### Excerpt
········

I attempt calculations with a pencil and paper. Although I did put the grocery receipts to one side for later, now that it is later, they are no longer there. I jot down prices from Safeway on-line instead, traitor that I am. I hunt for conversion tables, cups to ounces, teaspoons to ounces, solids not liquids. I decide not to factor in exchange rates, current or otherwise. I have put off this particular exercise for quite a while, terrified that my home made loaves of bread will in fact be dear, too dear, more costly than a golden sheaf. Fear coupled with aversion to reality, and far too much busyness during the holidays has dulled my sensibilities.
Now I must know the truth.
He passes by me carrying a lap top into the garden, but pauses as I peer at tiny labels through mucky bifocals. “What are you doing?” he asks suspiciously, enough to make me stab my ear with the pencil. “Oh nothing really.”

········

### Records shown
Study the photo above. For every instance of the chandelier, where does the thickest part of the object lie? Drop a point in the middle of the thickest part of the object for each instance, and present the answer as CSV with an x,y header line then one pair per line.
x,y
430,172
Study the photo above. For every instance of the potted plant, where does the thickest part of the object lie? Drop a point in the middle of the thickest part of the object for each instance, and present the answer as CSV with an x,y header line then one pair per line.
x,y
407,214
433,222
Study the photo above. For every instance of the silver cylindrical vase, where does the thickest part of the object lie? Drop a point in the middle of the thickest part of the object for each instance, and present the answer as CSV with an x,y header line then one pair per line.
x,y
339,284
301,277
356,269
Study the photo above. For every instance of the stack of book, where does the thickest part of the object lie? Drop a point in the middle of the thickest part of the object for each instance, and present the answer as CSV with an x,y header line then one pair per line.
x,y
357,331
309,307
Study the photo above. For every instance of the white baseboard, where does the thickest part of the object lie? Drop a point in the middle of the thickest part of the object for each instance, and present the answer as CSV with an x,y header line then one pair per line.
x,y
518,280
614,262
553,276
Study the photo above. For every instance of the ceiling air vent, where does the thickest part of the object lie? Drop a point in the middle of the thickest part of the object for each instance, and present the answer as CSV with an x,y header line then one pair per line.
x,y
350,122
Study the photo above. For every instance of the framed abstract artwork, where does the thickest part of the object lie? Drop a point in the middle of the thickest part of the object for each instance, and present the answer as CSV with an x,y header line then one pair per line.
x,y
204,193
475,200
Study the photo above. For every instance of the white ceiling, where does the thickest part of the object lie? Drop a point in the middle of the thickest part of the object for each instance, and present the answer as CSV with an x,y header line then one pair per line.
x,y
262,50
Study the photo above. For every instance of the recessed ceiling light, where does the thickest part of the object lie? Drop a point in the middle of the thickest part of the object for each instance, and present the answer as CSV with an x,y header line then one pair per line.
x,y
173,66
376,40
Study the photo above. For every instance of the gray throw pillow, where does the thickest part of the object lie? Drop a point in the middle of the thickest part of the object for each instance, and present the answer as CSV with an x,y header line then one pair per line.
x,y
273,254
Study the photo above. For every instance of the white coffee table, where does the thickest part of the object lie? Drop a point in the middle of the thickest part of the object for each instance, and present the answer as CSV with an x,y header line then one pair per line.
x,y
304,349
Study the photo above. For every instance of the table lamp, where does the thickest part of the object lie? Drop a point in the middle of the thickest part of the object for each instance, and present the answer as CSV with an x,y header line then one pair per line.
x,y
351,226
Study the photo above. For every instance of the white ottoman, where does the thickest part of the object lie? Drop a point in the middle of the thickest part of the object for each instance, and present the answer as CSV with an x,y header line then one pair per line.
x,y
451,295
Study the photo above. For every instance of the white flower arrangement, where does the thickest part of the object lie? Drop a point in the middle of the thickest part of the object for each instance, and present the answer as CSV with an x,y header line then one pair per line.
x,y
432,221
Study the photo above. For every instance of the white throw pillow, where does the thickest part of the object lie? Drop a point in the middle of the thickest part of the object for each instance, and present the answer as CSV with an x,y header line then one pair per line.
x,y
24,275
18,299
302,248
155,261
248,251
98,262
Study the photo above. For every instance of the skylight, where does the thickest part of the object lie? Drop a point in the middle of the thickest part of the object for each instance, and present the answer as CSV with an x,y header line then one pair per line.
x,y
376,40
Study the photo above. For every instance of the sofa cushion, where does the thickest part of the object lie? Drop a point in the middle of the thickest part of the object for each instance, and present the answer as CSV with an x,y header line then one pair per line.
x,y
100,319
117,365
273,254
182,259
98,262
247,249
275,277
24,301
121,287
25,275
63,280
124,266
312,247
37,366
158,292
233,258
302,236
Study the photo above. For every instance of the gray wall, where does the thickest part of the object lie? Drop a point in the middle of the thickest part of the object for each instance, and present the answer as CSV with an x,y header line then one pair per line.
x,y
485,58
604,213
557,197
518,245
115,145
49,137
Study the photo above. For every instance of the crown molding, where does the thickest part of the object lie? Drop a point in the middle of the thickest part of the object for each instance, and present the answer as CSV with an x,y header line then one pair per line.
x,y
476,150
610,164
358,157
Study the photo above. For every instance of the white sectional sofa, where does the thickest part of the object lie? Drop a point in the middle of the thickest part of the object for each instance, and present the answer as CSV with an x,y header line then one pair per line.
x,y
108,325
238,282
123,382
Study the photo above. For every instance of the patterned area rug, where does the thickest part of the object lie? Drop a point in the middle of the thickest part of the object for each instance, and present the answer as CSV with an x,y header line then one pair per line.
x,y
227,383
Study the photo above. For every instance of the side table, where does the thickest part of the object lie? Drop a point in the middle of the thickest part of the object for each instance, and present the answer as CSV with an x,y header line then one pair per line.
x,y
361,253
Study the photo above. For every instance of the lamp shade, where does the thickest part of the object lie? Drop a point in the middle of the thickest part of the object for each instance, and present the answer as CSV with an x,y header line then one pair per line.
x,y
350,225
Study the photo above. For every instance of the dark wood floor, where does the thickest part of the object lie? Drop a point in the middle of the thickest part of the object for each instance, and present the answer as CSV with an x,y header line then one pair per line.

········

### Problem
Please continue the passage about working out what homemade bread costs, starting right after its last sentence. These items were taken from a separate source.

### Response
“Can I help?” he offers, a clear indication that he is aware of subterfuge. I parry, “only if you happen to know how much an ounce of flour costs,” I beam with superiority.
“No problem, pass me the calculator.”
“Calculator! You can’t use a calculator.”
“Why not?” Because this is basic arithmetic from people required to know both their 12 and 14 times tables by the age of eleven, or earlier. Failure to perform guaranteed that you’d be shipped off to the colonies for treason. Although I seem to recall being absent that day, due to a possibly herniated wart, a fact I gleaned from irrelevant leavings from my Human Biology class.
“No, it ensures accuracy and eliminates unnecessary errors.” He picks up my tatty scrap of paper scribbles with disdain. He stabs buttons on the calculator. So that’s $2.16 per loaf, plus tax, plus electricity.”
“Oh I don’t think we should count electricity.”
“Because we have that natty new machine so I don’t have to turn the oven on.”
“Still uses power.”
“What do you mean? Isn’t it on for about 4 hours?”
“Only 3 hours and 50 minutes actually, it’s a very efficient model. I’m sure it doesn’t use anything more than the radio surely?”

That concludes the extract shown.